▶ _WHAT IS BEING ASKED_
Transcribe the listing below verbatim, starting at the line containing "of the thumb" and continuing through the final line of the listing, both ends included.

::::::::::

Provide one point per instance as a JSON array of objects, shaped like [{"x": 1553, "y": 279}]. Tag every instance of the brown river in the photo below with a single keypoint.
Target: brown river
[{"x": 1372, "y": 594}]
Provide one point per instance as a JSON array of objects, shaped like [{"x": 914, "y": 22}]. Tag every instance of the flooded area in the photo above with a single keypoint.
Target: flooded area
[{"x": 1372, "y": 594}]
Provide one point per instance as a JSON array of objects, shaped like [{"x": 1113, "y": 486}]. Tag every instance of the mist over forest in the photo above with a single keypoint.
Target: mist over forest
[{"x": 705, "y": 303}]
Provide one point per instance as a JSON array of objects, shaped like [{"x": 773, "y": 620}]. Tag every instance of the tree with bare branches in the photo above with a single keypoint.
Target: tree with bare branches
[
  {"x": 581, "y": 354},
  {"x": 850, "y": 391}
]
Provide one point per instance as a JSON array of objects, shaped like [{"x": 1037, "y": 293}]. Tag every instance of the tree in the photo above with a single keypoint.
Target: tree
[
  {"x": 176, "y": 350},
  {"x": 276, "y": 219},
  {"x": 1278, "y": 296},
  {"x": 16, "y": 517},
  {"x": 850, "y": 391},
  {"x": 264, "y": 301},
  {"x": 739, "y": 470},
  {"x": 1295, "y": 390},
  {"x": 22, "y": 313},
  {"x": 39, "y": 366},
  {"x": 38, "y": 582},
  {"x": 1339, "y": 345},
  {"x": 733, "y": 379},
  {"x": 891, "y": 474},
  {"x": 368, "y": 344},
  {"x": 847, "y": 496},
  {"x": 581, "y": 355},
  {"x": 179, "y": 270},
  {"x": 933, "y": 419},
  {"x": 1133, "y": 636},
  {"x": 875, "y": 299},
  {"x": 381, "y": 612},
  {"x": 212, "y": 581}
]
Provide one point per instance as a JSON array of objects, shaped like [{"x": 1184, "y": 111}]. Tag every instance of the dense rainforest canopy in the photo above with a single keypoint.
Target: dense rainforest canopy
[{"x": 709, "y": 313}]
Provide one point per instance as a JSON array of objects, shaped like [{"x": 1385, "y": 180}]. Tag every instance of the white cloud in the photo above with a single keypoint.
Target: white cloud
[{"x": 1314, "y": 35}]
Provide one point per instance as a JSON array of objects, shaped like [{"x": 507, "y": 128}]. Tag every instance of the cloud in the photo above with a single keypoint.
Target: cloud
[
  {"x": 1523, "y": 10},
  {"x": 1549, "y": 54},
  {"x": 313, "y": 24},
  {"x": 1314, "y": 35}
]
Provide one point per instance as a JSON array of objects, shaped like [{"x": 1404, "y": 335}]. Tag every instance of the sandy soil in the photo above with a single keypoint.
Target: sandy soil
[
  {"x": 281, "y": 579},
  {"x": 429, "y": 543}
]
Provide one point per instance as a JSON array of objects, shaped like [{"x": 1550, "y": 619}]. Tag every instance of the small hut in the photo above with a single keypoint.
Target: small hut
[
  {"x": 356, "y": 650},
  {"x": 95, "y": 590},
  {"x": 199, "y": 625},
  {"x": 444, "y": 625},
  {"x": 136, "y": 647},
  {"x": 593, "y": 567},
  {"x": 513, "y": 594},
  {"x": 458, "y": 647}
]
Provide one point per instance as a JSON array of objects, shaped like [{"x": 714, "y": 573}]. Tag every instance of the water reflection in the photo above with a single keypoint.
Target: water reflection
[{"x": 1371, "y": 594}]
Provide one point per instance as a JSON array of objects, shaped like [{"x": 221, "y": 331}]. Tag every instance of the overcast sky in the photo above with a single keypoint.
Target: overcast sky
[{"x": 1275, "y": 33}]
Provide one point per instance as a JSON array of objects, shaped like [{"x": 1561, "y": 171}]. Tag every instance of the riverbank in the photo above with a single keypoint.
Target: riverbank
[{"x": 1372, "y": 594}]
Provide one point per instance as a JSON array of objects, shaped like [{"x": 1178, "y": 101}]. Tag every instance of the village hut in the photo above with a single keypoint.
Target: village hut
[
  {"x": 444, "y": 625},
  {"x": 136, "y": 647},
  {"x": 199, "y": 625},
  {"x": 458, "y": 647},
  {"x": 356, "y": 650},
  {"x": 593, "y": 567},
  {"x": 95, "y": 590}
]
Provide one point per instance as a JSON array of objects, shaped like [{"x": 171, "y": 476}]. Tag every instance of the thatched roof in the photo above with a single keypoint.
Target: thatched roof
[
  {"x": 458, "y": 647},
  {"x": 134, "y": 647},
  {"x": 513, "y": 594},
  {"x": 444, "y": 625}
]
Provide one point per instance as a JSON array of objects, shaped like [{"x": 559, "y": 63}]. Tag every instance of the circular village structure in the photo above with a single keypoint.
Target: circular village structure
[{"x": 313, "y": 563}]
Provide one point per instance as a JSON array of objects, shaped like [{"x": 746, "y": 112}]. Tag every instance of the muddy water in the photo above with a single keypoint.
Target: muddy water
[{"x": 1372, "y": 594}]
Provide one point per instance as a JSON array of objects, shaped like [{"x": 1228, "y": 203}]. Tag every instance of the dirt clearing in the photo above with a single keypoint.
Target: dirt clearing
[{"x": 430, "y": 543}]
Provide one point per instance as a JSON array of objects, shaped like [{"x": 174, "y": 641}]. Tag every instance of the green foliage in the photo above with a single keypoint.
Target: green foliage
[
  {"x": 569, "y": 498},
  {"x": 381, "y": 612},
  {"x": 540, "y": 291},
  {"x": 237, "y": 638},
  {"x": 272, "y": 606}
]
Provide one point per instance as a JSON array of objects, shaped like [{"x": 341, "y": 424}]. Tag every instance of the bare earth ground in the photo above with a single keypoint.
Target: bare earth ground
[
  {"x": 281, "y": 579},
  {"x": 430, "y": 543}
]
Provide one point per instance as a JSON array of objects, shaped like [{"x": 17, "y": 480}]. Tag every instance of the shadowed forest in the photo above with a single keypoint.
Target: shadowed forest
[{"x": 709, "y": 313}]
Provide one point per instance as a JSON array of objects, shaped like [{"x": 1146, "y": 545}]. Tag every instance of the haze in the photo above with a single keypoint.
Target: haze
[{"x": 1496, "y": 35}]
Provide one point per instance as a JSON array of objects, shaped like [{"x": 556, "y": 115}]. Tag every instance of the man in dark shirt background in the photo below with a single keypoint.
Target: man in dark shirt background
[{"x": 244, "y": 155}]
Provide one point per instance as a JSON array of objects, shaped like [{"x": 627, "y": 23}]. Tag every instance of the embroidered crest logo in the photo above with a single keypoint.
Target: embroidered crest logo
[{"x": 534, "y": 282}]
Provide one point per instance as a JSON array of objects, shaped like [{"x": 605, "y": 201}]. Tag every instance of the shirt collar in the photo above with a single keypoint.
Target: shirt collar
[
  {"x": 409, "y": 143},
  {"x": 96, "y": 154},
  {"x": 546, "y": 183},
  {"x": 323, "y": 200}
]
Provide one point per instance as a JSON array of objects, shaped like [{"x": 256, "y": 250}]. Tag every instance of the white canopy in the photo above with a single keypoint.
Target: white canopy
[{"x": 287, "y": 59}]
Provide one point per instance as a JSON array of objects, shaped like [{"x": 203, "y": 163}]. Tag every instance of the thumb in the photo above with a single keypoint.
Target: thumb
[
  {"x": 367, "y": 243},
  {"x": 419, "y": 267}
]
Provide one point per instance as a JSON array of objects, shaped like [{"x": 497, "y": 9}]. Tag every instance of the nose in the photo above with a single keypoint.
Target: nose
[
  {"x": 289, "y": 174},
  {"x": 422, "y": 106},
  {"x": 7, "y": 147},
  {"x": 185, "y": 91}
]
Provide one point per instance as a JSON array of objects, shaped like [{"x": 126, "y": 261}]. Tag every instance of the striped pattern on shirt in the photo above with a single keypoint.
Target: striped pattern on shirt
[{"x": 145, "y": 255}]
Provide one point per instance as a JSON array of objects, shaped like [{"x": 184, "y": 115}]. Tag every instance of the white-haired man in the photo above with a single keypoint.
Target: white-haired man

::::::::::

▶ _OUTPUT OF THE TASK_
Provide one point per instance as a JSON array of objects, shaped like [{"x": 203, "y": 163}]. Tag every instance of the thumb in the photo above with a single keypoint.
Target: thumb
[
  {"x": 367, "y": 243},
  {"x": 419, "y": 267}
]
Provide one point per instance as a JSON array of objects, shaped like [{"x": 497, "y": 9}]. Tag every instance of the nose in the photo above with a single keypoint.
Target: nose
[
  {"x": 289, "y": 174},
  {"x": 422, "y": 106},
  {"x": 7, "y": 147},
  {"x": 185, "y": 91}
]
Provide one point per instance as a JSON array of objects, shaped like [{"x": 126, "y": 261}]. Tag every instance of the striped pattern on shirt in the photo above with a single keypoint.
Target: striped pattern on shirt
[{"x": 145, "y": 255}]
Provide one point per instance as a JSON array of objects, shaped like [{"x": 184, "y": 115}]. Tag every instance of the white-haired man in the photo above with a single keypoint.
Target: white-haired man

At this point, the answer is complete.